◆ Data supplied
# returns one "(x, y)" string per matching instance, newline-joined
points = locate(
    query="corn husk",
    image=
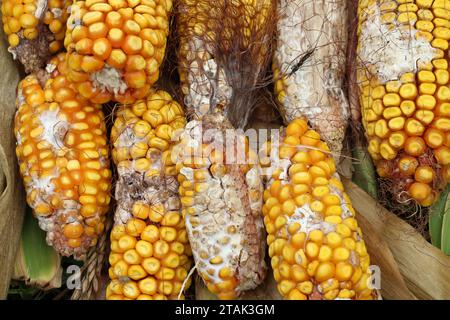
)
(37, 263)
(424, 268)
(12, 200)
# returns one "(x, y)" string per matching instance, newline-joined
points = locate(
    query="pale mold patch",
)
(41, 8)
(109, 79)
(208, 84)
(391, 52)
(50, 67)
(54, 128)
(57, 13)
(309, 221)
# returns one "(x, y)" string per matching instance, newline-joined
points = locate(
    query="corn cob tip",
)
(115, 48)
(63, 159)
(404, 94)
(315, 244)
(34, 29)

◆ About this exercise
Apart from the pictures, the entries above are to be repeated in full and exactly.

◆ Result of this task
# returns one "(x, y)" string per matching instance, newline-joined
points = locate(
    query="corn husk",
    image=
)
(37, 263)
(424, 268)
(12, 200)
# returns one "(x, y)" string per matching instance, newline-joined
points = locate(
    query="pale mold patch",
)
(41, 8)
(109, 79)
(208, 84)
(391, 52)
(50, 67)
(54, 128)
(57, 13)
(309, 221)
# returns one "(x, y)" string per matching instance, newline-joined
points = locate(
    query="corn cob tip",
)
(115, 48)
(63, 159)
(404, 94)
(315, 244)
(34, 29)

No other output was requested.